→ **What to do**:
- A) Transcribe the passage of the alcopops article below, starting at "In the United Kingdom" and ending at "to drink them.".
- B) In the alcopops article below, what organization commissioned a poll on the public perception of alcopops?
- C) List every geographical place name mentioned in the alcopops article below.

George Hacker
CSPI's director of alcohol pollicies
Several years after they appeared in Europe, alcopops have reached the United States. Their appearance coincided with the time of the year when teenagers attend prom and graduation parties – traditions familiar to anyone who has seen any of the countless "rite of passage" films produced over the years. Critics of the booze industry recognise an attempt to ensure that these young people, as they move from school to college, growing from adolescence to adulthood, are recruited to the ranks of regular drinkers.
In the United Kingdom and elsewhere, the drink industry was accused of aiming these sweet, fruit-flavoured drinks at the teenage market. It was a way, the argument went, of accustoming young people to the consumption of alcohol when they might otherwise find the taste of conventional drinks – beer, distilled spirits – unpleasant. The same reaction has met their launch in the United States. The Center for Science in the Public Interest (CSPI), commissioned a poll to assess the public perception of alcopops. Unsurprisingly, the findings show that they appeal more to teenagers than to the adult market for which the producers claim they are intended and that these same young people are more likely to drink them.
Pulling no punches, George Hacker, CSPI's director of alcohol policies, told a press conference in Washington that "booze merchants formulate the products and the design of their labelling and packaging specifically to appeal to people who don't like the taste of alcohol, which includes teenagers. Alcopops are gateway drugs that ease young people into drinking and pave the way to more traditional beverages."

→ **Supplied records**:
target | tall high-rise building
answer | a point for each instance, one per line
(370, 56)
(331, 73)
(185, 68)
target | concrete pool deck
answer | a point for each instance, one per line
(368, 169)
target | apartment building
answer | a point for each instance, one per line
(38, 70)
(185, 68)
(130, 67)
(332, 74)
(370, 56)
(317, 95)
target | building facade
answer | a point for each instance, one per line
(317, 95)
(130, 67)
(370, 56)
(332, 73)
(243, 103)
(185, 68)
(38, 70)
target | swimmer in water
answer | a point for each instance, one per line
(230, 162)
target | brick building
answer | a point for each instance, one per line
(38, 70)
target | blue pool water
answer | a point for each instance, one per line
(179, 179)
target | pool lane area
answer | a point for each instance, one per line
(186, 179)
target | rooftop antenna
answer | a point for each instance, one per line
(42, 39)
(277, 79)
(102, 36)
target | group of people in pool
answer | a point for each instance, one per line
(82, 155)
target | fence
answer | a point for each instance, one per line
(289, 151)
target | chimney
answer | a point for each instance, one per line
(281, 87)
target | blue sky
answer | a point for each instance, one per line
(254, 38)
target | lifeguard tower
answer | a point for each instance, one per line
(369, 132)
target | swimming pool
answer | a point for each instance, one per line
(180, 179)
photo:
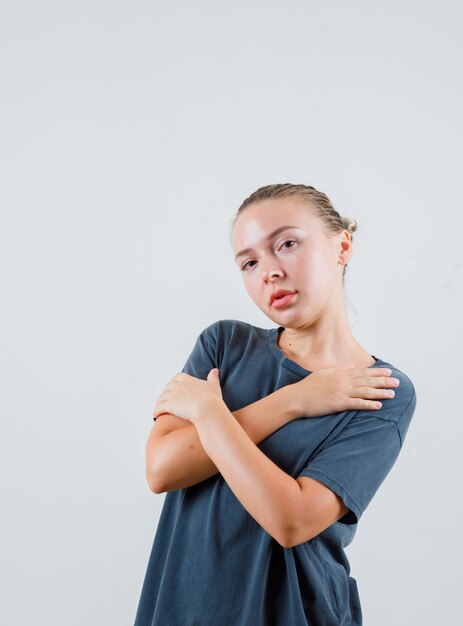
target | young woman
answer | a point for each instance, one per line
(271, 443)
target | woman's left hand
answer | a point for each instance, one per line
(188, 397)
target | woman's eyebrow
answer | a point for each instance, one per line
(270, 236)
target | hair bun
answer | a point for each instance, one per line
(349, 224)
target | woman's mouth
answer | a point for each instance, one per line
(279, 303)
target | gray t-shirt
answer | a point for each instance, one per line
(211, 563)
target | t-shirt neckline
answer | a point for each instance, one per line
(286, 362)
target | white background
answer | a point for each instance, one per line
(130, 134)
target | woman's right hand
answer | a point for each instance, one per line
(332, 390)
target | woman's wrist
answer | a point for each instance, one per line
(288, 400)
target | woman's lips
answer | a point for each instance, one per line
(279, 303)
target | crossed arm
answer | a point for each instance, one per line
(180, 454)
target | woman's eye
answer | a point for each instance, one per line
(245, 265)
(288, 241)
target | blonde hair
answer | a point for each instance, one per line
(318, 201)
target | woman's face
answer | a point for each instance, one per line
(303, 258)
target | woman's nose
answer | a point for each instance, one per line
(271, 271)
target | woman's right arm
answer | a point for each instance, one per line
(175, 458)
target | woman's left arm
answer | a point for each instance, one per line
(290, 510)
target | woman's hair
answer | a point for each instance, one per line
(318, 201)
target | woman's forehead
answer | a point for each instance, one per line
(260, 220)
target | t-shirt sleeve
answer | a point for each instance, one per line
(357, 460)
(202, 358)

→ **The solutions**:
- A)
In the United Kingdom and elsewhere, the drink industry was accused of aiming these sweet, fruit-flavoured drinks at the teenage market. It was a way, the argument went, of accustoming young people to the consumption of alcohol when they might otherwise find the taste of conventional drinks – beer, distilled spirits – unpleasant. The same reaction has met their launch in the United States. The Center for Science in the Public Interest (CSPI), commissioned a poll to assess the public perception of alcopops. Unsurprisingly, the findings show that they appeal more to teenagers than to the adult market for which the producers claim they are intended and that these same young people are more likely to drink them.

- B) The Center for Science in the Public Interest (CSPI).

- C)
Europe
the United States
the United Kingdom
Washington